[Raw records]
☆ ☆ ☆ ☆ ☆
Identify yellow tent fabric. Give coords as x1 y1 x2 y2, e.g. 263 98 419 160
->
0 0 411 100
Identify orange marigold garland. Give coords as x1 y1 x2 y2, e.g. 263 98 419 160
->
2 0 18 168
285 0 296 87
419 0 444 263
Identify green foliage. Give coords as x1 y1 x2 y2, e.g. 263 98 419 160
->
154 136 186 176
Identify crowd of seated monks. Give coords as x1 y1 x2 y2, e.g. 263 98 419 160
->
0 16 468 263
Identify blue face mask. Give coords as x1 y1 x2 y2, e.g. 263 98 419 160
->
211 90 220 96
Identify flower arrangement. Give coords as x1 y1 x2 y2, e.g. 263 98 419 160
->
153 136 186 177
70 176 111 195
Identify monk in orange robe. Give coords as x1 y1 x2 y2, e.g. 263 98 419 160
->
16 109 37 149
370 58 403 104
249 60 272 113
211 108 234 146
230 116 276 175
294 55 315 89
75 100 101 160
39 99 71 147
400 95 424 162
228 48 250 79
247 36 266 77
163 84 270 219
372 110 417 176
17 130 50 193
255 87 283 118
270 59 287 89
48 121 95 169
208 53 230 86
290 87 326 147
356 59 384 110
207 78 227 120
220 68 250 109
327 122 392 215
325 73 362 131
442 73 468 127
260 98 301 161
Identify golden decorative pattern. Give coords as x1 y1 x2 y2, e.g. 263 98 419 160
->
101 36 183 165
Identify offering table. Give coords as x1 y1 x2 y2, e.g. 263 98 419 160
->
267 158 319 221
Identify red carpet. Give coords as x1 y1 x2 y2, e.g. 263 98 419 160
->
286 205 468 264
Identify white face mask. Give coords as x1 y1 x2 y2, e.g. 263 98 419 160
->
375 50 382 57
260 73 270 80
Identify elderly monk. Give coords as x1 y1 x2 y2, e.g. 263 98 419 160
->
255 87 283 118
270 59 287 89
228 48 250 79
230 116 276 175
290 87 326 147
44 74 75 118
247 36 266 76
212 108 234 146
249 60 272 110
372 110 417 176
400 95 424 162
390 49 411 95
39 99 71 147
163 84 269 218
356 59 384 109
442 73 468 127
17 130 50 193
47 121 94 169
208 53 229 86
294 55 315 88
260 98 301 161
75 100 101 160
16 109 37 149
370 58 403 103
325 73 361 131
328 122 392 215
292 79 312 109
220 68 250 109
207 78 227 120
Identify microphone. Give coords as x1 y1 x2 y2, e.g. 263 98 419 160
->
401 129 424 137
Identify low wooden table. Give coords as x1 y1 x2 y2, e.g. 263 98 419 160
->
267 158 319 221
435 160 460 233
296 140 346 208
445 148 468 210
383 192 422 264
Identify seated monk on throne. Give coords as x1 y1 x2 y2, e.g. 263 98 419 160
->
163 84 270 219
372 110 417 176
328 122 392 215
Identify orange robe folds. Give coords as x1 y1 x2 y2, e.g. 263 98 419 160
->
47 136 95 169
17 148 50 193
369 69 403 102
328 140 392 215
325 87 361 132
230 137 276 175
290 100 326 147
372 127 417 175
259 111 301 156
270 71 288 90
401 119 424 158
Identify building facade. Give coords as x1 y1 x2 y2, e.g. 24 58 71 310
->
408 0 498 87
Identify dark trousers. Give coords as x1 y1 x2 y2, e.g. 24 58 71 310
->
☆ ☆ ☆ ☆ ☆
▶ [Stated task] Rescale the part of the records that opens with the line containing "Identify crowd of" and closes with the line containing "260 73 270 80", both lines included, reproducing every line with the requests and their sample coordinates unchanged. Multiply each bounding-box coordinate in the answers by 2.5 and round to whole numbers, with halves rounded up.

▶ [Solved problem]
Identify crowd of seated monks. Give coords as x1 y1 x2 y2, e.g. 263 98 419 160
->
0 40 1170 658
Identify blue face mask. Give coords as x1 y1 x2 y2, e.g. 263 98 419 160
->
528 225 550 240
Identify flower arrangement. Give coords as x1 y1 x2 y2, e.g. 263 98 419 160
->
383 340 465 443
175 440 278 488
Identify monk in orange robe. Give coords as x1 y1 x2 y2, e.g. 263 98 419 160
->
40 273 93 373
925 145 1008 260
623 150 680 283
528 270 585 365
575 290 690 438
735 138 788 223
188 250 253 400
98 248 178 368
1000 238 1060 405
570 120 625 198
618 90 665 193
408 210 675 548
930 275 1043 440
43 325 125 483
638 218 708 295
675 148 718 223
120 303 238 423
520 133 575 215
725 218 815 368
890 148 960 275
518 195 568 300
550 170 625 273
818 305 980 538
813 183 905 328
1105 183 1170 318
650 245 753 403
Identify golden decorative pattern. Give coords as x1 y1 x2 y2, e.g. 263 98 419 160
->
253 90 458 413
Identify offering table. Give coords as x1 y1 x2 y2, e.g. 263 98 419 160
->
668 395 798 553
Identify red carpet. Give coords as x1 y1 x2 y2, e.g. 263 98 419 160
->
715 513 1170 660
Identify white face mask. Give coords as x1 y1 x2 y2, e.g. 263 98 419 160
->
938 125 955 143
650 183 675 200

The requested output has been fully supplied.